What you have to do: Copy the listing below line for line, keeping every character the same.

Dataset records:
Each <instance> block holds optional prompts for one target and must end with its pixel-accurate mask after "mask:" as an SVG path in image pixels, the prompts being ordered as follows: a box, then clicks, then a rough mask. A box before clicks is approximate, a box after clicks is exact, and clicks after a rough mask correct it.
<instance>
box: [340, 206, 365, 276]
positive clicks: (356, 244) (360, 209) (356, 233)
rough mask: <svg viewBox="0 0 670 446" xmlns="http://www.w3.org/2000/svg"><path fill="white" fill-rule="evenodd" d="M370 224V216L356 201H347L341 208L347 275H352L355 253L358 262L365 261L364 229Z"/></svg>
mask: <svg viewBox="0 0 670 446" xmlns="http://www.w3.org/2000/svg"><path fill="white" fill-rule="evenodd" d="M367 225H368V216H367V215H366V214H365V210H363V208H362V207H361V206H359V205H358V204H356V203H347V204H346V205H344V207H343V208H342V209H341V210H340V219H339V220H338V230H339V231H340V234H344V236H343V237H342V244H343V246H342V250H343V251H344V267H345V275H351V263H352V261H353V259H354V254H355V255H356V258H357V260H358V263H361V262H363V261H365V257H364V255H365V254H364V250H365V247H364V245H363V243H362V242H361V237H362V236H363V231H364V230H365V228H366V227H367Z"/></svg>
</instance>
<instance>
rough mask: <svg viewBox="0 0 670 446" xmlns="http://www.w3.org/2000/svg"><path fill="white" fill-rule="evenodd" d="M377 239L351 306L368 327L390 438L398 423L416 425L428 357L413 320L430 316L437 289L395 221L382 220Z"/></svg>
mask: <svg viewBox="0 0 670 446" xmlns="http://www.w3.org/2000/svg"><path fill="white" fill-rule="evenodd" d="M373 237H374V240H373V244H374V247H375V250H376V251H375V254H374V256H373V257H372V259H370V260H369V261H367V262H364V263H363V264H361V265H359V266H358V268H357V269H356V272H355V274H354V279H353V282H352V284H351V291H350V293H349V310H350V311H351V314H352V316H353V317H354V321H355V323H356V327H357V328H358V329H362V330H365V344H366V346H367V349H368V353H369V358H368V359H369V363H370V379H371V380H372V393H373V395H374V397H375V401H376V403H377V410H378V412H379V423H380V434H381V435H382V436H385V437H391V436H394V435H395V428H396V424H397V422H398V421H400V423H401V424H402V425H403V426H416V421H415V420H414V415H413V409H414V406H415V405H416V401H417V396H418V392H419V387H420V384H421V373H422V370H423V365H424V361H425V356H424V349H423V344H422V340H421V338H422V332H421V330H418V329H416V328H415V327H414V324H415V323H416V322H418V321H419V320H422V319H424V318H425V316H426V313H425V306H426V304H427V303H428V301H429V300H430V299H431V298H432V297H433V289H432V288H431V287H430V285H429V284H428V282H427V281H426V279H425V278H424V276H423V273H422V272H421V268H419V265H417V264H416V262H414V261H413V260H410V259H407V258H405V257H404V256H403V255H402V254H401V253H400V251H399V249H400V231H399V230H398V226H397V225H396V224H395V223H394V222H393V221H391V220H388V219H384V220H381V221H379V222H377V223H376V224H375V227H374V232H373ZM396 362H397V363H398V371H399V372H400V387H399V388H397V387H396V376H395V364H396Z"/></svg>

Written solution:
Each <instance> block holds optional prompts for one target and must end with its pixel-accurate mask after "mask:" as an SVG path in image pixels, the prompts being ordered as follows: a box, then clicks, then a rough mask. A box before clicks is approximate, a box after clicks is exact, and clicks after a rough mask correct it.
<instance>
box: [340, 206, 365, 276]
positive clicks: (356, 244) (360, 209) (356, 233)
rough mask: <svg viewBox="0 0 670 446" xmlns="http://www.w3.org/2000/svg"><path fill="white" fill-rule="evenodd" d="M370 224V216L356 201H347L341 208L347 275H352L355 253L358 262L365 261L364 229Z"/></svg>
mask: <svg viewBox="0 0 670 446" xmlns="http://www.w3.org/2000/svg"><path fill="white" fill-rule="evenodd" d="M367 225H368V216H367V215H366V214H365V210H363V208H362V207H361V206H359V205H358V204H356V203H347V204H346V205H344V207H343V208H342V209H341V210H340V219H339V220H338V230H339V231H340V234H344V236H343V237H342V244H343V246H342V250H343V251H344V267H345V275H351V263H352V261H353V259H354V254H355V255H356V258H357V260H358V263H361V262H363V261H365V257H364V255H365V254H364V250H365V247H364V245H363V243H362V242H361V237H362V236H363V231H364V230H365V228H366V227H367Z"/></svg>
</instance>
<instance>
rough mask: <svg viewBox="0 0 670 446" xmlns="http://www.w3.org/2000/svg"><path fill="white" fill-rule="evenodd" d="M377 239L351 306L368 327L390 438L398 423L416 425L428 357L413 320L430 316L437 289L395 221L382 220Z"/></svg>
mask: <svg viewBox="0 0 670 446" xmlns="http://www.w3.org/2000/svg"><path fill="white" fill-rule="evenodd" d="M373 237H374V240H373V244H374V247H375V250H376V251H375V254H374V256H373V257H372V259H370V260H369V261H367V262H364V263H363V264H361V265H359V266H358V268H357V269H356V272H355V274H354V279H353V282H352V284H351V291H350V293H349V310H350V311H351V314H352V316H353V317H354V321H355V323H356V327H357V328H358V329H362V330H365V344H366V346H367V349H368V353H369V358H368V359H369V363H370V379H371V380H372V393H373V395H374V397H375V401H376V403H377V410H378V412H379V423H380V434H381V435H382V436H385V437H391V436H394V435H395V428H396V424H397V422H398V421H400V423H401V424H402V425H403V426H416V421H415V420H414V415H413V409H414V406H415V405H416V401H417V396H418V392H419V387H420V384H421V373H422V370H423V365H424V361H425V356H424V349H423V344H422V340H421V338H422V332H421V330H418V329H416V328H415V327H414V324H415V323H416V322H418V321H419V320H422V319H424V318H425V316H426V313H425V306H426V304H427V303H428V301H429V300H430V299H431V298H432V297H433V289H432V288H431V287H430V285H429V284H428V282H427V281H426V279H425V278H424V276H423V273H422V272H421V268H419V265H417V264H416V262H414V261H413V260H410V259H407V258H405V257H404V256H403V255H402V254H401V253H400V251H399V249H400V231H399V230H398V226H397V225H396V224H395V223H394V222H393V221H391V220H388V219H384V220H381V221H379V222H377V223H376V224H375V227H374V232H373ZM396 362H397V363H398V371H399V372H400V387H399V388H397V387H396V376H395V364H396Z"/></svg>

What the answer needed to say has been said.